_Requirement_: All records should be reproduced verbatim.

========

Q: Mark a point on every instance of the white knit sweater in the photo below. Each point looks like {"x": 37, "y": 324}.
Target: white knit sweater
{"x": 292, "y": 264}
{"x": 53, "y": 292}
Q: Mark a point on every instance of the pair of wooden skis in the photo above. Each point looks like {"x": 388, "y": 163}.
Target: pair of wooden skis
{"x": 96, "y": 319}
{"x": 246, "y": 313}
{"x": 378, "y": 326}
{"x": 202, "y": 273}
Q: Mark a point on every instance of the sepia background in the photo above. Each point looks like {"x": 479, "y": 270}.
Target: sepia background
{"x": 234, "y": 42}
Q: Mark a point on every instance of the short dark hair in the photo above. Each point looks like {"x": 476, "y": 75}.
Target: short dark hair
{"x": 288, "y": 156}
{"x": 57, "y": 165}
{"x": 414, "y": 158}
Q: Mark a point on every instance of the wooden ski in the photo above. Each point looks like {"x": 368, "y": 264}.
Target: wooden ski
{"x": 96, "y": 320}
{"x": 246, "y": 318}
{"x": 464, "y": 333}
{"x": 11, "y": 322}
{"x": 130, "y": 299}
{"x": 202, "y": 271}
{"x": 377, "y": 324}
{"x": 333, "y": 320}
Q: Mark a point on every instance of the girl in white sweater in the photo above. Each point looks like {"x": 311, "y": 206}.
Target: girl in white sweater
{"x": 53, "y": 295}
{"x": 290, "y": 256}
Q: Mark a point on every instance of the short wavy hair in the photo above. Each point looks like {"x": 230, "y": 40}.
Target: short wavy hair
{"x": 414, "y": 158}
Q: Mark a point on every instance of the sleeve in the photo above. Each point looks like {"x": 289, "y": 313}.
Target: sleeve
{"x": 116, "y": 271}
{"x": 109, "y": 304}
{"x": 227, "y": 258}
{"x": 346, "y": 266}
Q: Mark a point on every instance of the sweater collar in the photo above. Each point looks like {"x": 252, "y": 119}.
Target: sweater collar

========

_Written reply_:
Q: Mark a point on every instance of the white knit sweater in the photo below. Each point looks like {"x": 37, "y": 324}.
Target: white knit sweater
{"x": 292, "y": 264}
{"x": 53, "y": 292}
Q: Mark a point on every instance of the pair of wooden skis in the photo above. Each point looks like {"x": 388, "y": 163}.
Target: pair of wooden skis
{"x": 96, "y": 319}
{"x": 246, "y": 313}
{"x": 378, "y": 326}
{"x": 202, "y": 273}
Q: Mark a point on every instance of the sepia background in the photo above. Each point looks like {"x": 479, "y": 270}.
Target: sepia background
{"x": 234, "y": 42}
Q: Mark a point on every instance of the short dark hair in the photo above. Each point looks like {"x": 476, "y": 75}.
Target: short dark hair
{"x": 288, "y": 156}
{"x": 57, "y": 165}
{"x": 414, "y": 158}
Q: Mark a point on every instance of the wooden ski in the photo above. Each point looks like {"x": 368, "y": 264}.
Target: wooden ski
{"x": 96, "y": 320}
{"x": 246, "y": 318}
{"x": 464, "y": 333}
{"x": 11, "y": 322}
{"x": 130, "y": 299}
{"x": 202, "y": 271}
{"x": 377, "y": 324}
{"x": 333, "y": 320}
Q: Mark a point on every instance of the girl in white sweater in the photo above. Each point looks like {"x": 311, "y": 206}.
Target: girl in white sweater
{"x": 53, "y": 295}
{"x": 290, "y": 256}
Q: Mark a point on every instance of the short wavy hair in the photo above. Each point looks like {"x": 230, "y": 40}.
Target: short wavy hair
{"x": 414, "y": 158}
Q: Mark a point on every instance of the sleeve in the photo above. Each point looks like {"x": 289, "y": 313}.
Target: sleeve
{"x": 116, "y": 271}
{"x": 109, "y": 304}
{"x": 227, "y": 258}
{"x": 346, "y": 266}
Q: Mark a point on every instance of the sweater collar in the photo above. Each point looks like {"x": 252, "y": 119}.
Target: sweater collar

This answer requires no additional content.